DOCUMENT:
It's hyperbolic to call Rust's error handling strategy not "actually usable". I use it every day and never have any issues with it.

> How many Java applications do you see that catch OutOfMemoryError on a fine-grained level?

I wrote exactly that sort of code, in Java, last week.

I believe you that you do. That doesn't change the fact that few people actually do it or need to do it. There are many more people who think they need to recover from OOM but actually don't and would be better off if they didn't try. (There have been many security vulnerabilities that have resulted from attempting to handle OOM gracefully that wouldn't have been an issue if malloc just aborted the process.)
> That doesn't change the fact that few people actually do it or need to do it.

I am one of those few people. We are running some scientific code (currently, unfortunately, written in C++) on a heterogeneous bunch of compute nodes. Some computations can be extremely memory-intensive, and sometimes in ways that we didn't predict. So it's useful to be able to fail gracefully and record that computation X on node Y with input parameters [Z] failed specifically due to running out of memory at step W - so that e.g. the queue manager can try relaunching the computation on a beefier node or adjusting how many instances of which computation are allowed on Y.

GIVEN EXERCISE 1: Extract the passage of the thread on handling out-of-memory errors starting with "It's hyperbolic to" and going on through "aborted the process.)".

DATASET RECORDS:
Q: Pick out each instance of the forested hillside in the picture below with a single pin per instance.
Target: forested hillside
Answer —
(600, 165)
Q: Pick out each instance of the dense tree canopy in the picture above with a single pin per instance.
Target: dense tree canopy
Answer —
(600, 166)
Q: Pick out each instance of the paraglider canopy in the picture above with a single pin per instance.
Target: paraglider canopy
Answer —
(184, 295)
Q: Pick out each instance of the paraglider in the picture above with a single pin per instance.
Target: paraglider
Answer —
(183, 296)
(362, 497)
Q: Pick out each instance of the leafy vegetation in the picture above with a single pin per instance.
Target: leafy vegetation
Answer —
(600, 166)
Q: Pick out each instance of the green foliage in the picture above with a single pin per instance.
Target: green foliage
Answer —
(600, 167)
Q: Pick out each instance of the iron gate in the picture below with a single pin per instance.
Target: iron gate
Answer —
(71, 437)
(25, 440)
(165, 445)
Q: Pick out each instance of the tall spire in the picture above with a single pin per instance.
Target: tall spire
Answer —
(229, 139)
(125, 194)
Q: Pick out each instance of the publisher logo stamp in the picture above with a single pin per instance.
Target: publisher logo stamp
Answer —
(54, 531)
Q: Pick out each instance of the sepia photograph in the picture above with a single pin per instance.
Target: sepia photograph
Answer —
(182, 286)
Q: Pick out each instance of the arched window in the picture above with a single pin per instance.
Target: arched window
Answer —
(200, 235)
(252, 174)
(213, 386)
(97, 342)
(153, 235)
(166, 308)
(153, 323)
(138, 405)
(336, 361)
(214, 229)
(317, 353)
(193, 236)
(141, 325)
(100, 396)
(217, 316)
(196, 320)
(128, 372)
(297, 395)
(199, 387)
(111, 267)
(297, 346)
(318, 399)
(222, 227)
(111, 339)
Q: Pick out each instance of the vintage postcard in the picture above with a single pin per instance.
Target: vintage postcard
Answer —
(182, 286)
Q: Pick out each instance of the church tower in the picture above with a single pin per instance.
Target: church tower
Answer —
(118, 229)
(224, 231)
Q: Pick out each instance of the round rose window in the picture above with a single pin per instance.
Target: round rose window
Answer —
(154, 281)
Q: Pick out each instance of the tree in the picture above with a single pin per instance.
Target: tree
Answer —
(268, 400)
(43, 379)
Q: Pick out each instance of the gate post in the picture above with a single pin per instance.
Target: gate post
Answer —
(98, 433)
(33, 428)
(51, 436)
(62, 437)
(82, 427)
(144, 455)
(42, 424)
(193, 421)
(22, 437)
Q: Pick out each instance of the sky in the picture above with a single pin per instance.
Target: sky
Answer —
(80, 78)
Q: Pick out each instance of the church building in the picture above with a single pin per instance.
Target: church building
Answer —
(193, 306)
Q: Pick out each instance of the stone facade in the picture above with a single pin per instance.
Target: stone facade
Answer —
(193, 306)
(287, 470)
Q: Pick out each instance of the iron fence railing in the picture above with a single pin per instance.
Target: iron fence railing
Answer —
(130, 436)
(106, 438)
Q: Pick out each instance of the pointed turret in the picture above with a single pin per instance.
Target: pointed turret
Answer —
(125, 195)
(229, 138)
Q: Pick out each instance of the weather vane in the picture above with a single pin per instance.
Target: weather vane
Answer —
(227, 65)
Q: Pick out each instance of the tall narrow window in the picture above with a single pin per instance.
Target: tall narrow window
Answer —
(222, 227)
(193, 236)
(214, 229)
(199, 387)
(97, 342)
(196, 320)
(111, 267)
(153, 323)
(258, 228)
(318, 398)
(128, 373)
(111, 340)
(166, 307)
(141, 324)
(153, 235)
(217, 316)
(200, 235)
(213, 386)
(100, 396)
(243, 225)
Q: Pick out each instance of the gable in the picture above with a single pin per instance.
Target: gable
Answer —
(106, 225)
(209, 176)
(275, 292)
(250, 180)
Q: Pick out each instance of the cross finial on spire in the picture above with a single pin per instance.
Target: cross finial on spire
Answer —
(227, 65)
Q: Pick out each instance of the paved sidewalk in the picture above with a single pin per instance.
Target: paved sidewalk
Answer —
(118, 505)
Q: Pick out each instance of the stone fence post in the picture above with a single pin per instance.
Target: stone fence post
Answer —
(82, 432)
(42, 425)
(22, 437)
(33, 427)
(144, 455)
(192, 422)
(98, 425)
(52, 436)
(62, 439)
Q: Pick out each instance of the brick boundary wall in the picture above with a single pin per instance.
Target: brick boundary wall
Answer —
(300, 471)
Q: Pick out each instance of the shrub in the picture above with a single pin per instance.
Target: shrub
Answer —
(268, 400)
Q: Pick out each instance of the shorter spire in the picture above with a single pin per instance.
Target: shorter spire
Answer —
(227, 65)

* * *

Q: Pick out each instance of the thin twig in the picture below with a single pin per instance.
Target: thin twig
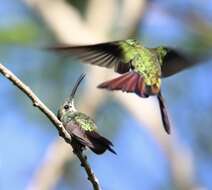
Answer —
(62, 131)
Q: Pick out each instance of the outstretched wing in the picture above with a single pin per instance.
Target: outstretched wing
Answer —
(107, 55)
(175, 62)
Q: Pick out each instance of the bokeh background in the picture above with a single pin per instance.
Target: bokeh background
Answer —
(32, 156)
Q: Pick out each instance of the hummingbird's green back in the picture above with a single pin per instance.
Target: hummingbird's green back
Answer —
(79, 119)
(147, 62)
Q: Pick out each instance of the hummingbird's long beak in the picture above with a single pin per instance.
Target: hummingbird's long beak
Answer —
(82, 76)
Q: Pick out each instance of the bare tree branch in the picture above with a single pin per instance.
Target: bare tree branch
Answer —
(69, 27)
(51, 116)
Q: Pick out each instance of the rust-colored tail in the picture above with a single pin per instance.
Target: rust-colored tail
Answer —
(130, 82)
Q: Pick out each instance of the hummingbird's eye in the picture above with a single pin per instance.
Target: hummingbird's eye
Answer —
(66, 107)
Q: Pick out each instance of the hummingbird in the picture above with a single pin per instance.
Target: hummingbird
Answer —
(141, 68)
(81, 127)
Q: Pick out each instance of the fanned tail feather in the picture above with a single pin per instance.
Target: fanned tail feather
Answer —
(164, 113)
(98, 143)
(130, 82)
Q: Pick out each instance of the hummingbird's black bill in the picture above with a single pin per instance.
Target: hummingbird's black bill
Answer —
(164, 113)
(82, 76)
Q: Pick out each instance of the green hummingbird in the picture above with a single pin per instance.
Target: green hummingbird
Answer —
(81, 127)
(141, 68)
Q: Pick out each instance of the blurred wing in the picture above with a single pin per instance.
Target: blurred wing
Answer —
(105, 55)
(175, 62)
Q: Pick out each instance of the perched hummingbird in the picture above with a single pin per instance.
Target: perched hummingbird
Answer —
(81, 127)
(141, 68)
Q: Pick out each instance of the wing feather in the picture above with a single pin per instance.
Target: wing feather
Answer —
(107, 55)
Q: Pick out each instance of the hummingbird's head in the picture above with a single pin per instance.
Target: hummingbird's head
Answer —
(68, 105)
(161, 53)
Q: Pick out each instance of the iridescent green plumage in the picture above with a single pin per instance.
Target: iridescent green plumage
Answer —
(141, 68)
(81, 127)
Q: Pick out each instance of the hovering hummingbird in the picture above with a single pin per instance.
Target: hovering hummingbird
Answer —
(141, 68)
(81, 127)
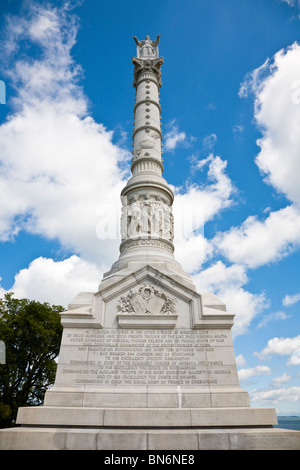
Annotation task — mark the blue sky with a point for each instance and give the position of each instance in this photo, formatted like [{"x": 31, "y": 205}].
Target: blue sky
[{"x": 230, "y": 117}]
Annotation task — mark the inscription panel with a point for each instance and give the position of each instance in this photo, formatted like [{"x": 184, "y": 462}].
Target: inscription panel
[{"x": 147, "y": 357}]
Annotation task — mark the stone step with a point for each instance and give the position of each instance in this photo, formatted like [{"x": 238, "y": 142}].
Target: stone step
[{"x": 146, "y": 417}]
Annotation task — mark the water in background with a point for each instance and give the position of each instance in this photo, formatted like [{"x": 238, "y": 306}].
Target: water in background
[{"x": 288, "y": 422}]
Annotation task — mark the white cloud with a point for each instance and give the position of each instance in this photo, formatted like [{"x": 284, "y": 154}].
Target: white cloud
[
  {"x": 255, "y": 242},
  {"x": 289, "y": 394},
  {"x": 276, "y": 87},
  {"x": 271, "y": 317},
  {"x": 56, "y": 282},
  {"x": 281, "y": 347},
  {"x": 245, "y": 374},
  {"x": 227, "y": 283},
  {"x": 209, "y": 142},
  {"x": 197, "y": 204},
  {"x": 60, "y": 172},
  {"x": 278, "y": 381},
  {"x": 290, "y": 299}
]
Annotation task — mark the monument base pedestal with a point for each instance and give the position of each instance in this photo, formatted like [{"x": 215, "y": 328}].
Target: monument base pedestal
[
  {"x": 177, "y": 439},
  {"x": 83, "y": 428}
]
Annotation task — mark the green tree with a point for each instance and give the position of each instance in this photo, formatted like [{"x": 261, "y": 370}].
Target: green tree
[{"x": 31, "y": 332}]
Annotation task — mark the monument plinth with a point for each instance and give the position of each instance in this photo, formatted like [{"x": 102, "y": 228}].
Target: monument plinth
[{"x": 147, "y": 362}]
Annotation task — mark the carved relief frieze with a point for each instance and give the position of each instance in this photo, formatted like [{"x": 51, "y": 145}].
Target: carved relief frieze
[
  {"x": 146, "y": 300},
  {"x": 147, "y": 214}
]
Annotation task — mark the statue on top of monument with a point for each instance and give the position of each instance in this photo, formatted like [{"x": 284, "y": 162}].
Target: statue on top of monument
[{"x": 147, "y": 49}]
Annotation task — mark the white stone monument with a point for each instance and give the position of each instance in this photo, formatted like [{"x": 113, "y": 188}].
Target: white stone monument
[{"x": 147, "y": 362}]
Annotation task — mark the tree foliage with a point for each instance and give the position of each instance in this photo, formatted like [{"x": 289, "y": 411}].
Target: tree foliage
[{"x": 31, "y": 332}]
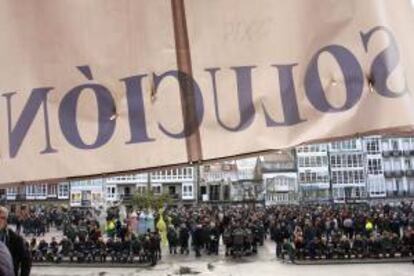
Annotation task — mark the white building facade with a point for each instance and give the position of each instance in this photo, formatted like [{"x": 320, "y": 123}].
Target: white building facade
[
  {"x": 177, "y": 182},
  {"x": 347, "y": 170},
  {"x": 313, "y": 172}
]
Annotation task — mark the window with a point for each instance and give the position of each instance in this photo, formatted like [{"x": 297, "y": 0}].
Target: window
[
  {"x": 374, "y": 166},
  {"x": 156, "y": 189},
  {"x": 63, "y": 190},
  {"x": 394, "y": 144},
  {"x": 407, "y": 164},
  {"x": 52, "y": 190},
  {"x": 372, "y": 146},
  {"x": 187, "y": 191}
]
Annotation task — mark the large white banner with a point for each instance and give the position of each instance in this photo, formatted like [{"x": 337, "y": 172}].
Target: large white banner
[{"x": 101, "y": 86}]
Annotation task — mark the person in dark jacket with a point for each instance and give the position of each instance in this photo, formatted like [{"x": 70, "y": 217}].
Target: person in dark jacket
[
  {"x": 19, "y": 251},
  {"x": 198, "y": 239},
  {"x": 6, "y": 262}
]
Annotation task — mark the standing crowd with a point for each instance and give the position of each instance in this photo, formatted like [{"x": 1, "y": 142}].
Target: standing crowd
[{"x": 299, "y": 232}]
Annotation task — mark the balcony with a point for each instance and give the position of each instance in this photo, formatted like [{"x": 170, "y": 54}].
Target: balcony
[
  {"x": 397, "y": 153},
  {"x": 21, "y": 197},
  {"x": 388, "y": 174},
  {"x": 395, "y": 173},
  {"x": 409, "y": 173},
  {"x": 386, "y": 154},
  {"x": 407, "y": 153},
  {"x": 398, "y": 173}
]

==

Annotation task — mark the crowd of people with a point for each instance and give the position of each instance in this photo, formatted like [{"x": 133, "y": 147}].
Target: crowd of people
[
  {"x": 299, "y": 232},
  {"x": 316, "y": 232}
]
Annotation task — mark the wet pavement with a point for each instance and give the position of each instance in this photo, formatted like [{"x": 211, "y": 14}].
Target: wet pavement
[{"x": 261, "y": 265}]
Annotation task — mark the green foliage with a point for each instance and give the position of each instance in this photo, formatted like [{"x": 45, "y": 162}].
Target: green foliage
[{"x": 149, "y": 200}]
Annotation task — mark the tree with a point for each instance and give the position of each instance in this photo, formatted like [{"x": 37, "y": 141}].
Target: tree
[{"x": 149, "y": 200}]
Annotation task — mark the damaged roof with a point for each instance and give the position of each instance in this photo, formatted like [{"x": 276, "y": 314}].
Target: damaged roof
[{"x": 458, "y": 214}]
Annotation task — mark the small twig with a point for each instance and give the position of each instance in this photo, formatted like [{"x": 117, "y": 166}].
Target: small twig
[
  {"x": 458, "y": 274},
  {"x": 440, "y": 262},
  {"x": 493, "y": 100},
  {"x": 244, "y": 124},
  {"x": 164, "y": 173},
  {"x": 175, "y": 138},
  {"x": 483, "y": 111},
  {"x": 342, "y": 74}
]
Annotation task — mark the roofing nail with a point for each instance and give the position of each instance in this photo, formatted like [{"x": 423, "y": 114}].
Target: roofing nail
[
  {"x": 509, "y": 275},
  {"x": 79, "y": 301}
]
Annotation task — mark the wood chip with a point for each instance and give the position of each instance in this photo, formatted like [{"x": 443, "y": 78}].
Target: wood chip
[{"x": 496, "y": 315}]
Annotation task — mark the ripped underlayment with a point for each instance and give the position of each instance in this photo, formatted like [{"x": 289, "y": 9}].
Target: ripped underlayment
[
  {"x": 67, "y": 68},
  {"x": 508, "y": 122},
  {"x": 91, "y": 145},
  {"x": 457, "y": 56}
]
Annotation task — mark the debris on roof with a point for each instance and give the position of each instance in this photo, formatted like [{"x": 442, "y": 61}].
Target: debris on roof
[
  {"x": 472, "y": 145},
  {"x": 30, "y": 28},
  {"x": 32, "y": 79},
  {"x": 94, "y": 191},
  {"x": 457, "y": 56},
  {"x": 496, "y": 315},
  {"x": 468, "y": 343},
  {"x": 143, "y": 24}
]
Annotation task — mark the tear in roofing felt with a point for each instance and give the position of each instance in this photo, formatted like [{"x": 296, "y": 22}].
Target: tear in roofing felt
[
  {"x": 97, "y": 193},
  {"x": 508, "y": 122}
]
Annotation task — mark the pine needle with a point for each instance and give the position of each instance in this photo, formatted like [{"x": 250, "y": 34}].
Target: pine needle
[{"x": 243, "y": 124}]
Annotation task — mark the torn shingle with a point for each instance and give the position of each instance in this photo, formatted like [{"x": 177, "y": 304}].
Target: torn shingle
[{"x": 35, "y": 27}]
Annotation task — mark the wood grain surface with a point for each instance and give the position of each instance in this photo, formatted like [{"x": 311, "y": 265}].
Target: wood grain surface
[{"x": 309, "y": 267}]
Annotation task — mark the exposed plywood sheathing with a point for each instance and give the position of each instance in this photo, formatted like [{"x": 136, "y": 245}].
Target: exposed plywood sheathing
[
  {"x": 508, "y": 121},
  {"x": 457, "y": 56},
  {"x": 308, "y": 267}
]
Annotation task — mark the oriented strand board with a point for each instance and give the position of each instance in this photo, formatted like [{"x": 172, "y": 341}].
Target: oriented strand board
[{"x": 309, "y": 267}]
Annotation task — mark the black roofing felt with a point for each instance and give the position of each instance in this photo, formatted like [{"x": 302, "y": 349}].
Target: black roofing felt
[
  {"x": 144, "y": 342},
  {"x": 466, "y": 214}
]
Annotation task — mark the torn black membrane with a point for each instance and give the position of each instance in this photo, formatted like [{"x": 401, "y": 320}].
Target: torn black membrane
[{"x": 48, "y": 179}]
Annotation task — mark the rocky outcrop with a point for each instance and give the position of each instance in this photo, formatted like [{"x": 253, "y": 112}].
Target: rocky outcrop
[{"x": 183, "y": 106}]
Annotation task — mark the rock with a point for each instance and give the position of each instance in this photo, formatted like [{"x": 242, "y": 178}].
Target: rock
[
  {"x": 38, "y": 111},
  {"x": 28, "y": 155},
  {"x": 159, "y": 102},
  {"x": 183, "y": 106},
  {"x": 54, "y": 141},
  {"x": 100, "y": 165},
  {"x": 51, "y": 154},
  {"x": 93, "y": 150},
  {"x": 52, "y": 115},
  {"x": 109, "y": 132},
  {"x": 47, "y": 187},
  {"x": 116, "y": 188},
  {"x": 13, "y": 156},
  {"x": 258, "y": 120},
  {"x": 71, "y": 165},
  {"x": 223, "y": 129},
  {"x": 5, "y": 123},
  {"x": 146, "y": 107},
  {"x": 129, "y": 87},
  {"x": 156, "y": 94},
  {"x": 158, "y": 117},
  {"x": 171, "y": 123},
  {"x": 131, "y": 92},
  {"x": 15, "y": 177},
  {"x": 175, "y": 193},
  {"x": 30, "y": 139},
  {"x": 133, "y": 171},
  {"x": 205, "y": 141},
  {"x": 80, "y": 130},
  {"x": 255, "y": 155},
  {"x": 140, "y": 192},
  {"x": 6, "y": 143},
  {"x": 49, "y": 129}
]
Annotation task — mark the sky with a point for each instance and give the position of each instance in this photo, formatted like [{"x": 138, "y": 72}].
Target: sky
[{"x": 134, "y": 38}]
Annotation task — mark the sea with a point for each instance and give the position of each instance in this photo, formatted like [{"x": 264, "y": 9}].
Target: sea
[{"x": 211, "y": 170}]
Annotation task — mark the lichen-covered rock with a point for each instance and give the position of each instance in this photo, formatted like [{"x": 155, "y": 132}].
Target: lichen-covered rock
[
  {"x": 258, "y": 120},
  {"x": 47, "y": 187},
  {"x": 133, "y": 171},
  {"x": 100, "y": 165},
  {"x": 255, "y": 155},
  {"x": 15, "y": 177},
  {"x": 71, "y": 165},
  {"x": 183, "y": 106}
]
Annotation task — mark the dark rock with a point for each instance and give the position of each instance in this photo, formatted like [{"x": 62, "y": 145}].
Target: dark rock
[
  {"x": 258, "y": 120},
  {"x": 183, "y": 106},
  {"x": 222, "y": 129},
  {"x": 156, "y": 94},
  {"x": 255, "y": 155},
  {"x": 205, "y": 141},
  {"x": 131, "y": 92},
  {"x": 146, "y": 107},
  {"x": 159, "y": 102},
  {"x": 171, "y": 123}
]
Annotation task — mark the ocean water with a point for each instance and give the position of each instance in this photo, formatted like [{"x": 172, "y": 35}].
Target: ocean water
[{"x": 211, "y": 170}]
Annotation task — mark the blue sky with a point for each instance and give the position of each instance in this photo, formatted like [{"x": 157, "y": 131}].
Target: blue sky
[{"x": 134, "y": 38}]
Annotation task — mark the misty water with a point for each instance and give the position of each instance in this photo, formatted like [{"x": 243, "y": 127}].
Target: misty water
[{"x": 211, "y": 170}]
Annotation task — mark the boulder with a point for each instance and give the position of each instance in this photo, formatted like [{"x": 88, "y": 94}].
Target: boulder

GIVEN EXERCISE 2: Shift the rows starting with the line with "Annotation task — mark the misty" and going on through the line with "Target: boulder" by writing these lines out again in full, requests included, with 48 added to every coordinate in the answers. Give only those lines.

RESPONSE 1:
It's hyperbolic to call Rust's error handling strategy not "actually usable". I use it every day and never have any issues with it.

> How many Java applications do you see that catch OutOfMemoryError on a fine-grained level?

I wrote exactly that sort of code, in Java, last week.

I believe you that you do. That doesn't change the fact that few people actually do it or need to do it. There are many more people who think they need to recover from OOM but actually don't and would be better off if they didn't try. (There have been many security vulnerabilities that have resulted from attempting to handle OOM gracefully that wouldn't have been an issue if malloc just aborted the process.)

RESPONSE 2:
Annotation task — mark the misty water with a point for each instance and give the position of each instance in this photo, formatted like [{"x": 243, "y": 127}].
Target: misty water
[{"x": 259, "y": 218}]
Annotation task — mark the boulder with a point for each instance and give the position of each instance in this photo, formatted like [{"x": 88, "y": 94}].
Target: boulder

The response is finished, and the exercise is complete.